Write down every entry once more, exactly as it reads.

Segmentation mask data:
....

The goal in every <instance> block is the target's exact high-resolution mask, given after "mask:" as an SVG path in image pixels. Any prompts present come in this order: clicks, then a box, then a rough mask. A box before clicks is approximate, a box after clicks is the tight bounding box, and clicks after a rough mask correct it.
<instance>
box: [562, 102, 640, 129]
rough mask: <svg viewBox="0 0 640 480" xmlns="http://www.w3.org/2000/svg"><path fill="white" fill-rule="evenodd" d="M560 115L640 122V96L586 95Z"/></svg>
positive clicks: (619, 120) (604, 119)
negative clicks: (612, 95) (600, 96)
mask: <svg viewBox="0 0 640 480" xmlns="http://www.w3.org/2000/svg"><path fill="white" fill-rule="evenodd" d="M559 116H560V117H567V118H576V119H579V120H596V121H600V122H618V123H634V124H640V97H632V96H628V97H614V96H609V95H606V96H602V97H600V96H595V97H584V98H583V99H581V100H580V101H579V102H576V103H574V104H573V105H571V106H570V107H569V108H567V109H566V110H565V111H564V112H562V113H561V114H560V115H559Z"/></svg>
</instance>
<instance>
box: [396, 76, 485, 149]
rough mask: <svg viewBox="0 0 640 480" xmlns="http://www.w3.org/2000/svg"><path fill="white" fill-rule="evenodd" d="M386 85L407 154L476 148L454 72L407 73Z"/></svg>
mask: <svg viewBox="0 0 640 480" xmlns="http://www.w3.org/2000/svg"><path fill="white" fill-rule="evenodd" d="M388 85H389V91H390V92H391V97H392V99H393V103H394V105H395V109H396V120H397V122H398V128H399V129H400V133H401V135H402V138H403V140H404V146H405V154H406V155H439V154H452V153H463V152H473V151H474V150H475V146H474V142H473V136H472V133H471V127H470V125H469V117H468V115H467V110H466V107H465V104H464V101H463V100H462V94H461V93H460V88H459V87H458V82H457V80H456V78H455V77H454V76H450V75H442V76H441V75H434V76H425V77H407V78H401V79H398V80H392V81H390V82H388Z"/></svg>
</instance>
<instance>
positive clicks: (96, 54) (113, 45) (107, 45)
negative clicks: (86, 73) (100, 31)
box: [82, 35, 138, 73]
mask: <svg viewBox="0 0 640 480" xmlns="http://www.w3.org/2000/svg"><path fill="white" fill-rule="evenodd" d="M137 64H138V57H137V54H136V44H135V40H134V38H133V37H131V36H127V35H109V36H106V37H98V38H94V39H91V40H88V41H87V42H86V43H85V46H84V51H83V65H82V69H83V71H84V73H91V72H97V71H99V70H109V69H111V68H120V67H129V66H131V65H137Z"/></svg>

....

### [Solution to the problem]
The goal in every <instance> block is the target's exact high-resolution mask, given after "mask:" as an SVG path in image pixels. Any prompts present come in this order: clicks, then a box, then a rough mask. A box before clicks is approximate, a box after clicks is the tight bounding box, and clicks after a rough mask correct it.
<instance>
box: [562, 102, 640, 129]
rough mask: <svg viewBox="0 0 640 480" xmlns="http://www.w3.org/2000/svg"><path fill="white" fill-rule="evenodd" d="M560 115L640 122V96L586 95Z"/></svg>
positive clicks: (619, 120) (604, 119)
negative clicks: (612, 95) (600, 96)
mask: <svg viewBox="0 0 640 480" xmlns="http://www.w3.org/2000/svg"><path fill="white" fill-rule="evenodd" d="M559 116H560V117H567V118H576V119H579V120H596V121H600V122H618V123H634V124H640V97H632V96H628V97H614V96H609V95H606V96H602V97H600V96H595V97H584V98H583V99H581V100H580V101H579V102H576V103H574V104H573V105H571V106H570V107H569V108H567V109H566V110H565V111H564V112H562V113H561V114H560V115H559Z"/></svg>
</instance>
<instance>
box: [396, 76, 485, 149]
rough mask: <svg viewBox="0 0 640 480" xmlns="http://www.w3.org/2000/svg"><path fill="white" fill-rule="evenodd" d="M386 85L407 154L476 148L454 72L407 73Z"/></svg>
mask: <svg viewBox="0 0 640 480" xmlns="http://www.w3.org/2000/svg"><path fill="white" fill-rule="evenodd" d="M388 85H389V91H390V92H391V97H392V99H393V103H394V105H395V109H396V120H397V122H398V128H399V129H400V133H401V135H402V138H403V140H404V146H405V154H406V155H439V154H452V153H463V152H473V151H474V150H475V146H474V142H473V136H472V133H471V127H470V125H469V117H468V115H467V110H466V107H465V104H464V101H463V100H462V94H461V93H460V88H459V87H458V82H457V80H456V78H455V77H454V76H450V75H442V76H441V75H434V76H425V77H407V78H401V79H398V80H392V81H390V82H388Z"/></svg>
</instance>
<instance>
positive clicks: (96, 54) (113, 45) (107, 45)
negative clicks: (86, 73) (100, 31)
box: [82, 35, 138, 73]
mask: <svg viewBox="0 0 640 480" xmlns="http://www.w3.org/2000/svg"><path fill="white" fill-rule="evenodd" d="M137 64H138V57H137V54H136V44H135V40H134V38H133V37H131V36H127V35H109V36H106V37H98V38H94V39H91V40H88V41H87V42H86V43H85V46H84V51H83V65H82V69H83V71H84V73H91V72H97V71H99V70H109V69H111V68H120V67H129V66H131V65H137Z"/></svg>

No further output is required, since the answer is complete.